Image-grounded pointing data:
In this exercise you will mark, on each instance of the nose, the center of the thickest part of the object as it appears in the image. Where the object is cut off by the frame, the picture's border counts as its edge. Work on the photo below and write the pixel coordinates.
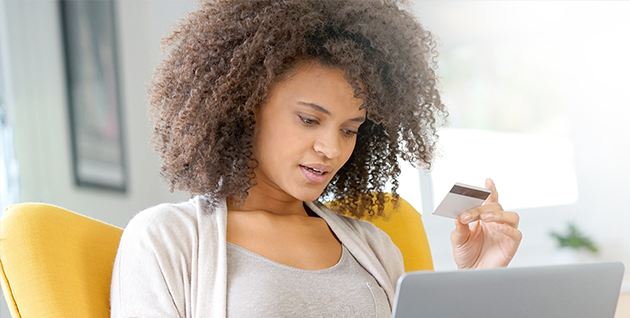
(328, 145)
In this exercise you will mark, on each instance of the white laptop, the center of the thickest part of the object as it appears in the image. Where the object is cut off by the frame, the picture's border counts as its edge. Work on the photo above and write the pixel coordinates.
(576, 291)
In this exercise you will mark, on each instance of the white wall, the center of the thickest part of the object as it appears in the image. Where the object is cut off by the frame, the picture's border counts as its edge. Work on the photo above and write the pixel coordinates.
(40, 110)
(592, 37)
(597, 112)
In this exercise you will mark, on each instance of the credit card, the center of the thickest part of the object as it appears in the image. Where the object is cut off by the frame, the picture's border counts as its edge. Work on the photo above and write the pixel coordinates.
(460, 199)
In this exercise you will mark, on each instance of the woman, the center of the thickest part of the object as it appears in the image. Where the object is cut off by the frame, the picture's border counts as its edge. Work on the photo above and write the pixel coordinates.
(260, 108)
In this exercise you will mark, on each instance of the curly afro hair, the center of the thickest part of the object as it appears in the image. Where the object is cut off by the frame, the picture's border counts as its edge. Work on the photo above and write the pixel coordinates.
(223, 60)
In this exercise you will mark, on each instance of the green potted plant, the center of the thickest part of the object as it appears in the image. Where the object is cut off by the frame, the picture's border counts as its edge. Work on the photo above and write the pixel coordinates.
(574, 246)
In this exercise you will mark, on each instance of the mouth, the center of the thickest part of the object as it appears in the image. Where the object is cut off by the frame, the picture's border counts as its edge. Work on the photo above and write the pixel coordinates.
(316, 173)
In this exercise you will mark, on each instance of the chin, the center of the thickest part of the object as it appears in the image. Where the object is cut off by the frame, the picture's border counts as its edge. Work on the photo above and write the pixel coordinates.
(308, 196)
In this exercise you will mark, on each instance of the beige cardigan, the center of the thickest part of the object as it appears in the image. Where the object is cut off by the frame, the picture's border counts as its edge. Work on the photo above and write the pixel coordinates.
(172, 259)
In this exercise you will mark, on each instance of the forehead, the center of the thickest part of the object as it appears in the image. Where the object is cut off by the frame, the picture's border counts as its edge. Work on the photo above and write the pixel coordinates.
(321, 85)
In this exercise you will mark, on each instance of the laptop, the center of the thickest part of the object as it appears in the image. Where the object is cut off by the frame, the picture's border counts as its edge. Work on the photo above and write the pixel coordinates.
(576, 291)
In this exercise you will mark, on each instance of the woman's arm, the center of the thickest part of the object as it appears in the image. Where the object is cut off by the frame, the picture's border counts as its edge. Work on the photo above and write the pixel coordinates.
(149, 277)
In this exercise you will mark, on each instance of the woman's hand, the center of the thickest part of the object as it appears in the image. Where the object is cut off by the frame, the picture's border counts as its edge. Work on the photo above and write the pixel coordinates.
(486, 236)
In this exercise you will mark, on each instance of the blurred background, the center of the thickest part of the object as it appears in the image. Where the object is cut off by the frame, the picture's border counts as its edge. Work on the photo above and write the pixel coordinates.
(538, 94)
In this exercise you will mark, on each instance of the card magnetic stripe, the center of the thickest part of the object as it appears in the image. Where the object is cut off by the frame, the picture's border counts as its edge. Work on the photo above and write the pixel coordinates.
(473, 193)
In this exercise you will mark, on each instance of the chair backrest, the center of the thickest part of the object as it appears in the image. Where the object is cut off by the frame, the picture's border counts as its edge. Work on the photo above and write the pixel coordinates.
(56, 263)
(404, 226)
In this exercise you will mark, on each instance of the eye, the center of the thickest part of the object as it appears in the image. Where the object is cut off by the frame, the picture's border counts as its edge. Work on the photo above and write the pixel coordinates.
(349, 133)
(308, 121)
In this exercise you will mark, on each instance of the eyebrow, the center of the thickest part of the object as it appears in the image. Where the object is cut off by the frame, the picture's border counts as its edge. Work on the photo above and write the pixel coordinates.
(325, 111)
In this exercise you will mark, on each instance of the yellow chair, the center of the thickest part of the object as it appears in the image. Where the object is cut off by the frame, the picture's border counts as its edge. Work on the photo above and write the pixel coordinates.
(56, 263)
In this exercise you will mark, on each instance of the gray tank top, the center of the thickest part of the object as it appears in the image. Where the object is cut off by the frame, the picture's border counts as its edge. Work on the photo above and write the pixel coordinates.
(260, 287)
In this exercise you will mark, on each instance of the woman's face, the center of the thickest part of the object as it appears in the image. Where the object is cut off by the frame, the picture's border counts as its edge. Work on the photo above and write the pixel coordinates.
(305, 132)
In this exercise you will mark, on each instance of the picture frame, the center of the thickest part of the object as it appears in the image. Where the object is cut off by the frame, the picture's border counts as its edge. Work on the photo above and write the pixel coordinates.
(93, 91)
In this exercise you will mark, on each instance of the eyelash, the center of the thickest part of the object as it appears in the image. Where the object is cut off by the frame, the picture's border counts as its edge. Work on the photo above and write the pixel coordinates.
(309, 122)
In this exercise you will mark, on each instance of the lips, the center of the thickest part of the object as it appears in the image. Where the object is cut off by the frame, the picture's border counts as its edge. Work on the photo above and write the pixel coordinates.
(316, 173)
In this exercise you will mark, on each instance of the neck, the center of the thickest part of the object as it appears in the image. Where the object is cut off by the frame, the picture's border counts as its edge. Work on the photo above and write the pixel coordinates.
(270, 201)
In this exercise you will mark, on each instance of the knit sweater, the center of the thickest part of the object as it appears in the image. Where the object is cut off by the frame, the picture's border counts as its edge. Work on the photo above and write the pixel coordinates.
(172, 259)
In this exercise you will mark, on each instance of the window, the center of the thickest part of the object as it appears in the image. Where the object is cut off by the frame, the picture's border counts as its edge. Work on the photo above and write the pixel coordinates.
(507, 114)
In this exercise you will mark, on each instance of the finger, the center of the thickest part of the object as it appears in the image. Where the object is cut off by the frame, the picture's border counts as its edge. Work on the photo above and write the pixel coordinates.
(474, 214)
(503, 217)
(460, 234)
(511, 232)
(494, 195)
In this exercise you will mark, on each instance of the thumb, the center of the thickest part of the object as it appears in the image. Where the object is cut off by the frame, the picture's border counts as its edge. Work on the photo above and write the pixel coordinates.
(460, 234)
(494, 195)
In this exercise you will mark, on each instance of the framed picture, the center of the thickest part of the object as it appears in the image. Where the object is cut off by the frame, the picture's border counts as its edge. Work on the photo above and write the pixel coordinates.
(93, 94)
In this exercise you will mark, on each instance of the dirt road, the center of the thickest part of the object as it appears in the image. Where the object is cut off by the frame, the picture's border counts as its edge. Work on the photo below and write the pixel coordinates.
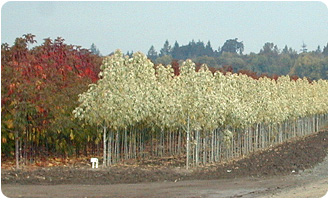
(309, 183)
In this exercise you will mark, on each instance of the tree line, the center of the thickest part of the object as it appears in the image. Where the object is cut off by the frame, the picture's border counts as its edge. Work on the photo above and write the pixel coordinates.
(270, 60)
(40, 88)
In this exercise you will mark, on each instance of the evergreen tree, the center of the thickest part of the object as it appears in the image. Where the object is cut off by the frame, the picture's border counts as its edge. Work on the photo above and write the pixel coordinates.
(94, 50)
(166, 50)
(152, 53)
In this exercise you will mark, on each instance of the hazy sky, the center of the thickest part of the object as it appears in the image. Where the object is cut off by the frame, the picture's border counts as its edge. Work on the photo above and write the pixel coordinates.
(138, 25)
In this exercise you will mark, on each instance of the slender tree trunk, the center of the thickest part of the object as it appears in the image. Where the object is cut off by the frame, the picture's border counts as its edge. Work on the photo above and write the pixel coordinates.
(104, 145)
(16, 149)
(188, 138)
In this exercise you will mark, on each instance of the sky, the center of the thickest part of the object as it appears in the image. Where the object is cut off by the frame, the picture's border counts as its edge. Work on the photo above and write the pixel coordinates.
(135, 25)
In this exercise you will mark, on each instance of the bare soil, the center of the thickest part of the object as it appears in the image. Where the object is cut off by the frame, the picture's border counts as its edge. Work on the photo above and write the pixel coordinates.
(296, 168)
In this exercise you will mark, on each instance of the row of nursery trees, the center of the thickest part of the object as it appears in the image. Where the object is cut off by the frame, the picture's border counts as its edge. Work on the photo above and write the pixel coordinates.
(203, 116)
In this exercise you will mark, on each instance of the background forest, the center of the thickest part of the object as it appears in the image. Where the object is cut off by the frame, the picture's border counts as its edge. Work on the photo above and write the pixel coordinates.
(40, 87)
(270, 60)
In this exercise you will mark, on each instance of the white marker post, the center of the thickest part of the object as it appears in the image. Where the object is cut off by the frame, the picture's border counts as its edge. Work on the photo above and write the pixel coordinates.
(95, 162)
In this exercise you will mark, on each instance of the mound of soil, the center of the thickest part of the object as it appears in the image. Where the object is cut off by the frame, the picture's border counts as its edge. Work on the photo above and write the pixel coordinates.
(290, 157)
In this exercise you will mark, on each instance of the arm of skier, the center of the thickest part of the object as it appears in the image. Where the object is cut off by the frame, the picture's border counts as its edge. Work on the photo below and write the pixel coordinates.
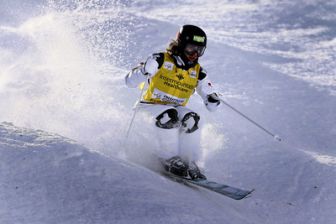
(144, 71)
(206, 91)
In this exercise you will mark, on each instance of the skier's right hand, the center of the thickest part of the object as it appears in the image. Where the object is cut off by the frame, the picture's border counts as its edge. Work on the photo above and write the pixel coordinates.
(150, 67)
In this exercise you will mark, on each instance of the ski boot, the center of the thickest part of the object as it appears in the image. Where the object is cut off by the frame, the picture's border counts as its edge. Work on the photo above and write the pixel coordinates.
(176, 166)
(194, 172)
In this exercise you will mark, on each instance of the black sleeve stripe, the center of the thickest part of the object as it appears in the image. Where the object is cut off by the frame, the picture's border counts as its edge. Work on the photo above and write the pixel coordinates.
(159, 57)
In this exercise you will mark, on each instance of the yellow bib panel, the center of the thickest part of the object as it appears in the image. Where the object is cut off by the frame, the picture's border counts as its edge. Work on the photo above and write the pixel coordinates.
(172, 85)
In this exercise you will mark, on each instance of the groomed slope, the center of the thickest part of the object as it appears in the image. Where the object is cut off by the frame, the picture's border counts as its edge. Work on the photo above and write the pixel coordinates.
(46, 178)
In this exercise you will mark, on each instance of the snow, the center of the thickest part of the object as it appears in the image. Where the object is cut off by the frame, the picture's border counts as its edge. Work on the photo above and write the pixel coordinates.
(62, 68)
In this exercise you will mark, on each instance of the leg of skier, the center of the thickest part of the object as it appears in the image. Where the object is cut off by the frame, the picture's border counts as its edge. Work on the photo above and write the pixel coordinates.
(165, 121)
(190, 141)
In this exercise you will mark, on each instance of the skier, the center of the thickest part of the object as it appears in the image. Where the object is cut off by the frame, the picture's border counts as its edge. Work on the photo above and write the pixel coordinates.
(172, 77)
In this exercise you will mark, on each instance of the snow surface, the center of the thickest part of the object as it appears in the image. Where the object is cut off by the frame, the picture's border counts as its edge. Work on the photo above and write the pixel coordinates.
(62, 68)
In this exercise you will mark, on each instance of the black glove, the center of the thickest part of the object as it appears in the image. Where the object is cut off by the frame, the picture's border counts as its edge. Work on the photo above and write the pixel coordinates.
(213, 98)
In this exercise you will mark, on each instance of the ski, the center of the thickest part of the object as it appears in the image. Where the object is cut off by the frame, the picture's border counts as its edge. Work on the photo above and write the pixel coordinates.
(223, 189)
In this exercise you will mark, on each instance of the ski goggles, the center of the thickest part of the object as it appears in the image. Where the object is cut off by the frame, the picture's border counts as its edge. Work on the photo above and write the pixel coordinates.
(191, 49)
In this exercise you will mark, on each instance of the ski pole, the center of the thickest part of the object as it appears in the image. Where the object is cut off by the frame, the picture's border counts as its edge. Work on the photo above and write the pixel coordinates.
(135, 111)
(276, 137)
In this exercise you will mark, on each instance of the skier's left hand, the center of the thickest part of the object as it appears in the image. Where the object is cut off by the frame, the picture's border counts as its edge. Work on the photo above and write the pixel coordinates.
(213, 98)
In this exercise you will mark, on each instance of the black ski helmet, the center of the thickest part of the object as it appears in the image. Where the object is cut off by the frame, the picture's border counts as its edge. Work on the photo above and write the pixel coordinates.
(190, 34)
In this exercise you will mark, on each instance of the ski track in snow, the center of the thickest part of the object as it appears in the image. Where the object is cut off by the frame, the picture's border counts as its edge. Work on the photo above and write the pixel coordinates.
(61, 70)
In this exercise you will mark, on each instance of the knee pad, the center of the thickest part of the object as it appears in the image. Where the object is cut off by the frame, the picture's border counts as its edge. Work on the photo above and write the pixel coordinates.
(168, 119)
(190, 122)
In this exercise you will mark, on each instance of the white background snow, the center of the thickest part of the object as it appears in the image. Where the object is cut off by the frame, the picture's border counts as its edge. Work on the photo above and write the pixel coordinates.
(62, 68)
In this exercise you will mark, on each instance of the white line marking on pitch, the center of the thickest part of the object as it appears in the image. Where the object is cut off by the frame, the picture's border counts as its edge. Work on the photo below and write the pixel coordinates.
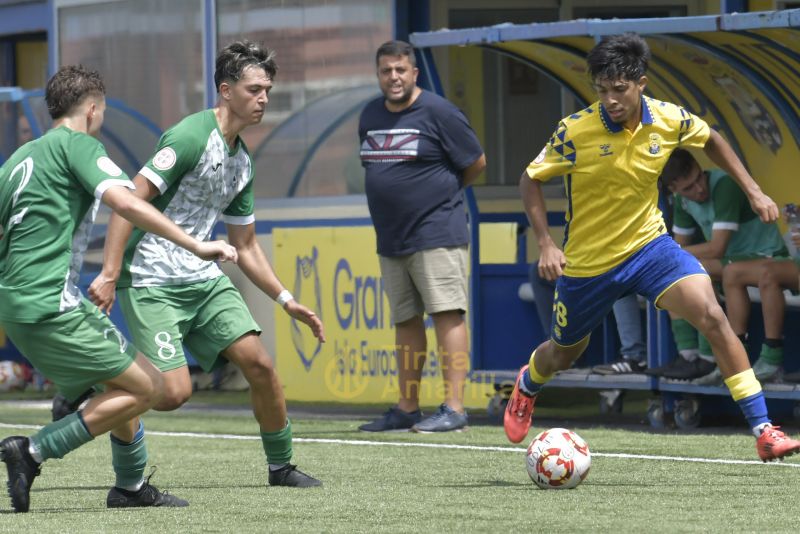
(444, 446)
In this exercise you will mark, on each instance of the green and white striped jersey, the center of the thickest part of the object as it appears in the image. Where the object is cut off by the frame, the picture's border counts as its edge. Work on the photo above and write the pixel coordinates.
(50, 190)
(200, 179)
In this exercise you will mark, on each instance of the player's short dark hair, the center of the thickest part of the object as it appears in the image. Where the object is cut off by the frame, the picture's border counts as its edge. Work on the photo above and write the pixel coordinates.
(619, 57)
(237, 56)
(396, 48)
(70, 86)
(679, 165)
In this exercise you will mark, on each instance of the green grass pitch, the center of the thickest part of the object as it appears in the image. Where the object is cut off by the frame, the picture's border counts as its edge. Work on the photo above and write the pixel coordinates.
(473, 481)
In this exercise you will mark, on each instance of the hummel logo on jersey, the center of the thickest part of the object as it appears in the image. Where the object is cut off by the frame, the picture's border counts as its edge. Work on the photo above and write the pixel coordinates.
(390, 145)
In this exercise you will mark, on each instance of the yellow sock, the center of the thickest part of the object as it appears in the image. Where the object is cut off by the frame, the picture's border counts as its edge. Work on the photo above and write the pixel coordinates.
(743, 385)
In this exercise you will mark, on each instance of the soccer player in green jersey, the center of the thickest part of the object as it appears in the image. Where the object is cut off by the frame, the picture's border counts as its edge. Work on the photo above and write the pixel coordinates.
(201, 172)
(611, 155)
(737, 246)
(50, 190)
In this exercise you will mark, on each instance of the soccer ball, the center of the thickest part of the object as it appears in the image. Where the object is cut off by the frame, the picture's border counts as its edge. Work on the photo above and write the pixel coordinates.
(13, 376)
(558, 459)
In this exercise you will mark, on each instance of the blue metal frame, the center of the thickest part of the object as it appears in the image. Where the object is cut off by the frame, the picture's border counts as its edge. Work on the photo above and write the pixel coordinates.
(597, 28)
(210, 49)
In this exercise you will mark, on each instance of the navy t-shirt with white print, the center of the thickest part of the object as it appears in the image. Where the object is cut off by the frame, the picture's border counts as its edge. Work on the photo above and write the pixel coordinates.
(413, 161)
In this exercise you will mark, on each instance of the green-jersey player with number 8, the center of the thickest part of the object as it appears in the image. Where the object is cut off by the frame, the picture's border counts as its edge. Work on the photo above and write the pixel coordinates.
(50, 190)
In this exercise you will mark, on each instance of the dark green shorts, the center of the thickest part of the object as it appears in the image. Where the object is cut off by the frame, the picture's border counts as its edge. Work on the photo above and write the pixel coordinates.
(74, 350)
(206, 317)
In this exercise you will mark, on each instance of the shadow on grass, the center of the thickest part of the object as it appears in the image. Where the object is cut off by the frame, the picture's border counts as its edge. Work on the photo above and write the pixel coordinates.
(485, 484)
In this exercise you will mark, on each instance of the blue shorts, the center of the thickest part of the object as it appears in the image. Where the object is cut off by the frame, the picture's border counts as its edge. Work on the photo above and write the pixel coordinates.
(581, 303)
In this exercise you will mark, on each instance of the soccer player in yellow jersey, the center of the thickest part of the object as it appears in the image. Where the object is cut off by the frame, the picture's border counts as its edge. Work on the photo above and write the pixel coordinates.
(615, 242)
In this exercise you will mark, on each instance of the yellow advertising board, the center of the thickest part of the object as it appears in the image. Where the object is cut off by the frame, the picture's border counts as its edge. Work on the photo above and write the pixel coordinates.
(335, 271)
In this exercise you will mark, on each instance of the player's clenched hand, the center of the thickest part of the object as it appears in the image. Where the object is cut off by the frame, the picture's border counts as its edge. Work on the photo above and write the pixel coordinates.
(301, 313)
(217, 250)
(764, 207)
(551, 263)
(102, 292)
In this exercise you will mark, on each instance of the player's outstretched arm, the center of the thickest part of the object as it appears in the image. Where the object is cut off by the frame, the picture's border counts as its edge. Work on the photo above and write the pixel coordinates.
(551, 258)
(721, 153)
(255, 265)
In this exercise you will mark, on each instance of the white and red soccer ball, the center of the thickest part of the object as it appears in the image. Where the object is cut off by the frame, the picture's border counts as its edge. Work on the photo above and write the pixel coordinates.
(558, 458)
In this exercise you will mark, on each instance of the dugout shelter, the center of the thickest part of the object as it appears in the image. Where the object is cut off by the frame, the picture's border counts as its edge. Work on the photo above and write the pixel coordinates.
(739, 72)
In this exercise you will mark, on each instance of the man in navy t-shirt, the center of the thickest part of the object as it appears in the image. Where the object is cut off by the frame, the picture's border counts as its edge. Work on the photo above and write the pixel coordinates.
(419, 152)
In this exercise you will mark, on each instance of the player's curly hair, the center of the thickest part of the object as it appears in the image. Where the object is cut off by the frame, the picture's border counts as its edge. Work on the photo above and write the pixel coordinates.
(69, 87)
(237, 56)
(619, 57)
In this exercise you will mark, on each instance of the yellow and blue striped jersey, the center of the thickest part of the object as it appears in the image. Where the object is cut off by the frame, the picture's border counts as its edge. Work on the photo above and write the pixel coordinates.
(610, 176)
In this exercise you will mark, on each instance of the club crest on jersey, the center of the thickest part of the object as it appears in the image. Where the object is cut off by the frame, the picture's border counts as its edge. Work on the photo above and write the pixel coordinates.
(164, 159)
(655, 144)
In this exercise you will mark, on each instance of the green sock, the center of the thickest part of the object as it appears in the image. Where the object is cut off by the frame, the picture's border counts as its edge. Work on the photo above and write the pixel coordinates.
(684, 333)
(772, 355)
(58, 438)
(704, 348)
(278, 445)
(129, 460)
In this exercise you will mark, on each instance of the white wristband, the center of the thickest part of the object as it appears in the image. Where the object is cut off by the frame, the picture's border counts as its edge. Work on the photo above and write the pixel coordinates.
(284, 297)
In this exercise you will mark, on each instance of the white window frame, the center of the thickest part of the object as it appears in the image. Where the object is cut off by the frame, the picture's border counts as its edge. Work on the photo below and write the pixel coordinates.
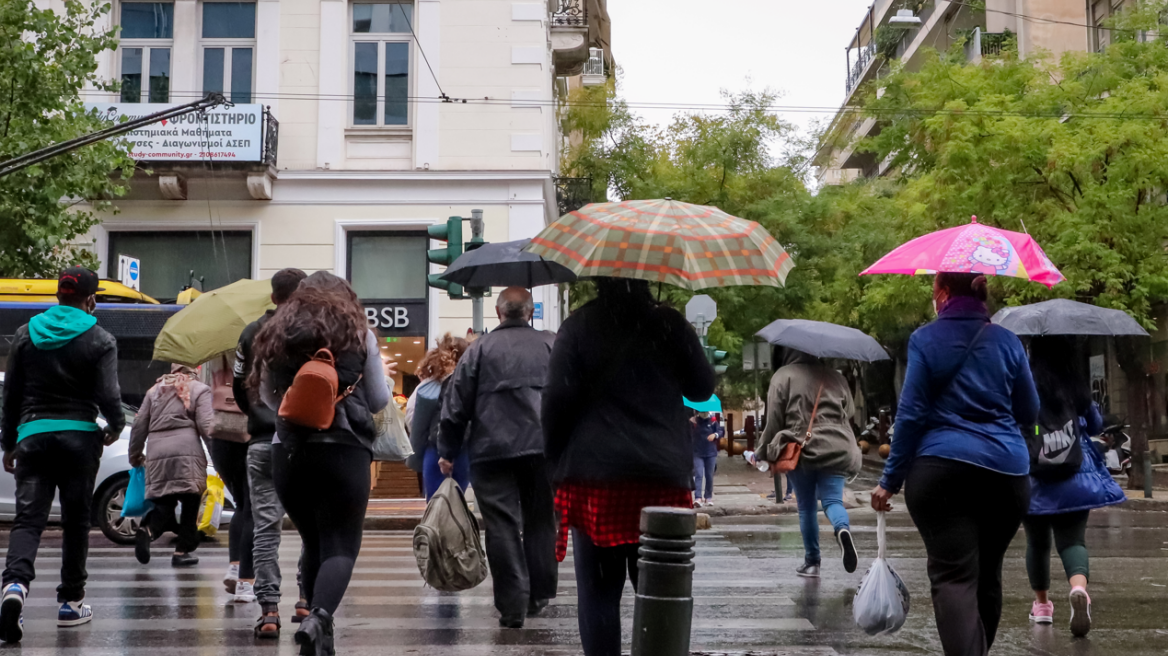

WHAT TO WORK ON: The lines to retype run from the one containing "green sock, the" through the last line of the records above; write them exactly and skip the pictures.

RESULT OF THIS TASK:
In this exercise you will mark, on each instance of the green sock, the center of the thickest part of the object as it appears in the image. Where the object is cut off by the frame, the picture's border counts as its edge. Work on the photo above and write the pixel coordinates.
(684, 333)
(772, 355)
(58, 438)
(704, 348)
(278, 445)
(129, 460)
In this exercise you will mark, on each instance of the white wristband, the center of the thickest part of the object as it appears in the image. Where the object is cut off by the frame, the picture's border counts as its edge. Work on the photo above and write the pixel coordinates.
(284, 297)
In this exercise you will mark, on each instance of the white window frame, the center of the thickest part of the object as it appears in the image. Where the object is cut off by the frame, the picture's border counts as its edge. Work on the photo below and write the pixel coordinates.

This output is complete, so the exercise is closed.